• _Do this_
Write every line of the rows below as a JSON list of strings, one string per line, with blank lines left out and the pictures omitted.

• _Records_

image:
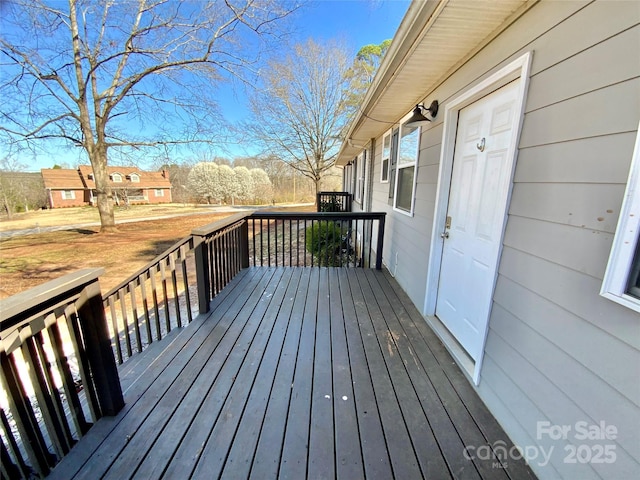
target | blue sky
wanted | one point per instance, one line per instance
(354, 22)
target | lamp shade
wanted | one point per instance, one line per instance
(417, 117)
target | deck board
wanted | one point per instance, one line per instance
(297, 373)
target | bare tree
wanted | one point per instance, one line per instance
(300, 107)
(122, 73)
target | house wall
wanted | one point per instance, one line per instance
(556, 350)
(152, 198)
(56, 200)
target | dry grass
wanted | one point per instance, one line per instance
(30, 260)
(83, 215)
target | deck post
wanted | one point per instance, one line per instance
(380, 243)
(93, 323)
(203, 277)
(244, 244)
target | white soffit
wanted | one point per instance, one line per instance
(452, 32)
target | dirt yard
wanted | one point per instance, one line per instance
(83, 215)
(27, 261)
(30, 260)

• _Exercise response_
[
  "image:",
  "target | blue sky",
  "wanted | one point per instance, one line per instance",
  "(354, 22)",
  "target | lamp shade",
  "wanted | one point per instance, one line per instance",
  "(417, 117)",
  "target | deck board",
  "wanted | one point per instance, one line per instance",
  "(297, 373)",
  "target | bare tree",
  "wanted | one point per instance, one line per instance",
  "(300, 107)",
  "(122, 73)",
  "target | house wall",
  "wanted | one point per instance, one line per instance",
  "(556, 350)",
  "(152, 198)",
  "(56, 200)",
  "target | dry grass",
  "wanted | one point per instance, one line per instance",
  "(30, 260)",
  "(83, 215)",
  "target | deck post",
  "wanted | one point per instance, one line per instance",
  "(380, 243)",
  "(93, 323)",
  "(203, 277)",
  "(244, 244)",
  "target | white soffit",
  "wanted | one point per instance, one line per instance",
  "(452, 32)",
  "target | dirt yard",
  "wanted | one point per instance, one line per instance",
  "(83, 215)",
  "(27, 261)",
  "(30, 260)"
]